[Begin Text segment]

/wicsmmirETL

A simple and efficient ETL Pipeline to access and transform the WikiCaps dataset.

Primary LanguageJupyter Notebook

Build Status

WICSMMIR ETL Pipeline

WORK IN PROGRESS!

A simple and efficient ETL Pipeline to access and transform the WikiCaps dataset.

The tool is capable of

  • collecting linguistic metadata based on the captions using different models and frameworks
  • flexibly filtering the data with user-defined filters
  • downloading the images in parallel
  • applying customizable transformations to the images and text after the download
  • persisting the data in an easy to use and efficient format

Metadata Columns

The ETL Pipeline outputs a Pandas DataFrame containing metadata about the captions.

How to read the DataFrame

Requirements: pip install pandas pyarrow

import pandas as pd

metadata = pd.read_feather("path/to/metadata.feather", use_threads=True)

[End Text segment]
[Begin Stored rows]

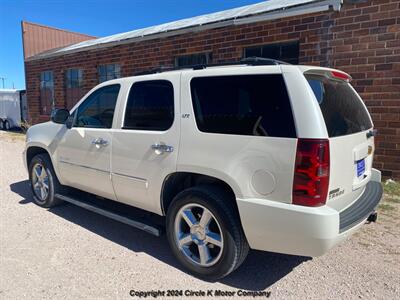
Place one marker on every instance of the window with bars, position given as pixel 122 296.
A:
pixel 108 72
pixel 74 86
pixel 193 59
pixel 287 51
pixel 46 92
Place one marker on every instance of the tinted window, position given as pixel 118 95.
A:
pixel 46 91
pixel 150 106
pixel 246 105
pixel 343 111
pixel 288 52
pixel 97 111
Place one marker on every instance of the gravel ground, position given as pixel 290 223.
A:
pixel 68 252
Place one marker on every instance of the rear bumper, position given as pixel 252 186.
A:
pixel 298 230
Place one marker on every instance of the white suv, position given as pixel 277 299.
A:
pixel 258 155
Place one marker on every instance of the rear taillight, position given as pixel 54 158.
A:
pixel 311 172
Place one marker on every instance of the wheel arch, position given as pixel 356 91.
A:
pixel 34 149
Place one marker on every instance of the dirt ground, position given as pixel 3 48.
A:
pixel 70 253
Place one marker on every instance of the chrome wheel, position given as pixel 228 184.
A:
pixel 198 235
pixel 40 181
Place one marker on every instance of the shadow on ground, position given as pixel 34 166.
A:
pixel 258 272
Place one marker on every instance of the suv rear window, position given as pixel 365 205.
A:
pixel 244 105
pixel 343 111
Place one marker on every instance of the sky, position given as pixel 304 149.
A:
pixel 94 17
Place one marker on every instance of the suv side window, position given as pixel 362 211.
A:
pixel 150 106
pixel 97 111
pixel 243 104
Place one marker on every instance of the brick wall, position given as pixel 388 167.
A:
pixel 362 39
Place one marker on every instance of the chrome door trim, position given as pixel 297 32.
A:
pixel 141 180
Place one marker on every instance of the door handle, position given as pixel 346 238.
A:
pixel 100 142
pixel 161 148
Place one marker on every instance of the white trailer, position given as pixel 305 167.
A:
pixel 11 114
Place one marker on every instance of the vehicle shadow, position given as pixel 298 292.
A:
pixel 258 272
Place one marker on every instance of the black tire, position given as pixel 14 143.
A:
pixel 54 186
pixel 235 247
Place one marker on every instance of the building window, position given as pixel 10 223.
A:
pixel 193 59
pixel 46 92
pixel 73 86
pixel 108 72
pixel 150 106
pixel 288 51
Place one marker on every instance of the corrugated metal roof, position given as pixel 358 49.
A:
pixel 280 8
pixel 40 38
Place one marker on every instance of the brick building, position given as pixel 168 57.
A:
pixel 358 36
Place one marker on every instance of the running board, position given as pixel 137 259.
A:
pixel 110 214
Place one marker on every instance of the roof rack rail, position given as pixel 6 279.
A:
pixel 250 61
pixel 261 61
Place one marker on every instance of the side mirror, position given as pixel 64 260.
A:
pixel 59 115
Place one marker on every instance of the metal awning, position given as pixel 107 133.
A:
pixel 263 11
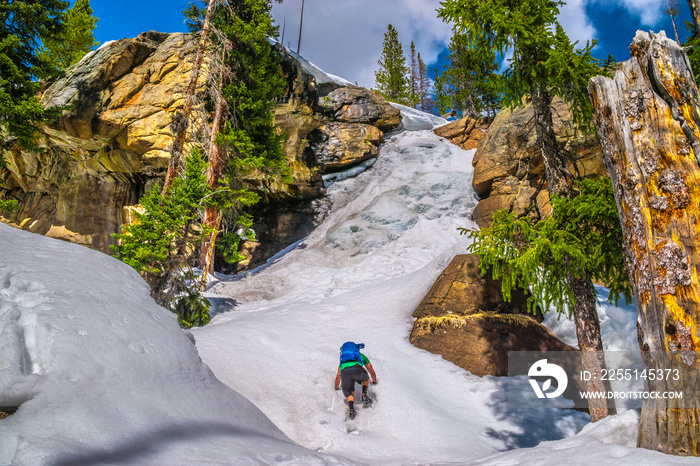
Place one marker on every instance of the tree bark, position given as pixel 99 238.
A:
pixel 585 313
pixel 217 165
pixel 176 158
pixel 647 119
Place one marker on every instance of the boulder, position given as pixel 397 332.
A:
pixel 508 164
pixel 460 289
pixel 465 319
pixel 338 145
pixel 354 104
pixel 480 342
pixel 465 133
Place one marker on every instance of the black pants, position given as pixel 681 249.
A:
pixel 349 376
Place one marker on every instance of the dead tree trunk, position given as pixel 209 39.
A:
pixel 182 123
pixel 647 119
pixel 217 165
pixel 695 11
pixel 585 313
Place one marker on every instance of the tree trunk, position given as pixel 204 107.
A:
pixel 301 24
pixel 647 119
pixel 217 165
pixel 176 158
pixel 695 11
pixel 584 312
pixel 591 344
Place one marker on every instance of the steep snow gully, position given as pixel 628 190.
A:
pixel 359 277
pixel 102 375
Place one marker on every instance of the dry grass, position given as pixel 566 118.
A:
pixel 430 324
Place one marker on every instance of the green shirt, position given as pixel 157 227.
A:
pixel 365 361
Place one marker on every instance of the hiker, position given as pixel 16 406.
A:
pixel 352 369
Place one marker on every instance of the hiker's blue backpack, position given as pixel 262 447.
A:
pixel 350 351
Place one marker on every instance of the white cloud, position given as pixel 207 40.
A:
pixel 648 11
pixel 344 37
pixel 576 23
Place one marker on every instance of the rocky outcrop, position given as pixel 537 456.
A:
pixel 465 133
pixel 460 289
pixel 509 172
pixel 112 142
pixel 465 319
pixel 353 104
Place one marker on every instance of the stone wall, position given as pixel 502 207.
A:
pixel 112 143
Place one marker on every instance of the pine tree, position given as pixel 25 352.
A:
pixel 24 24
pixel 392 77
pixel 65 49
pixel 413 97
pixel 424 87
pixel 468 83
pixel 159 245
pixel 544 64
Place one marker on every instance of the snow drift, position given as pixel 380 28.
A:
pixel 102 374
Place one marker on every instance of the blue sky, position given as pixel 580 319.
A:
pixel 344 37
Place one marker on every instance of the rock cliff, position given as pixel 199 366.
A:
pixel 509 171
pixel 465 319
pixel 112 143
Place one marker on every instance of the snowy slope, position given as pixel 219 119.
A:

[End Stored rows]

# Requests:
1. List everything the ETL pipeline page says the tool is capable of.
2. Answer these questions from the ETL pipeline page:
(a) What is the primary language of the project?
(b) What does the ETL Pipeline output?
(c) Which two packages does the requirements line install?
3. Reproduce the part of the ETL pipeline page starting at "The tool is" and ending at "about the captions.".

# Responses for each task:
1.
- collecting linguistic metadata based on the captions using different models and frameworks
- flexibly filtering the data with user-defined filters
- downloading the images in parallel
- applying customizable transformations to the images and text after the download
- persisting the data in an easy to use and efficient format

2.
(a) Jupyter Notebook
(b) A Pandas DataFrame containing metadata about the captions
(c) pandas and pyarrow

3.
The tool is capable of

  • collecting linguistic metadata based on the captions using different models and frameworks
  • flexibly filtering the data with user-defined filters
  • downloading the images in parallel
  • applying customizable transformations to the images and text after the download
  • persisting the data in an easy to use and efficient format

Metadata Columns

The ETL Pipeline outputs a Pandas DataFrame containing metadata about the captions.